# Prompt
Please rewrite the whole listing below as a numbered list, leaving out any blank lines and the pictures.

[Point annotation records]
■ ■ ■
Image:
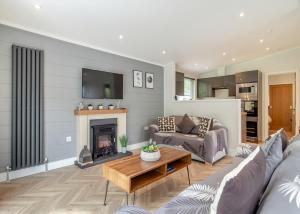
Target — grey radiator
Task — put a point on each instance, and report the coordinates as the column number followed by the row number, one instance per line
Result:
column 27, row 148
■ ■ ■
# Response to the task
1. Image:
2. Target — grey radiator
3. Task — put a point on each instance, and report the coordinates as the column number followed by the row number, one instance per line
4. Result:
5. column 27, row 148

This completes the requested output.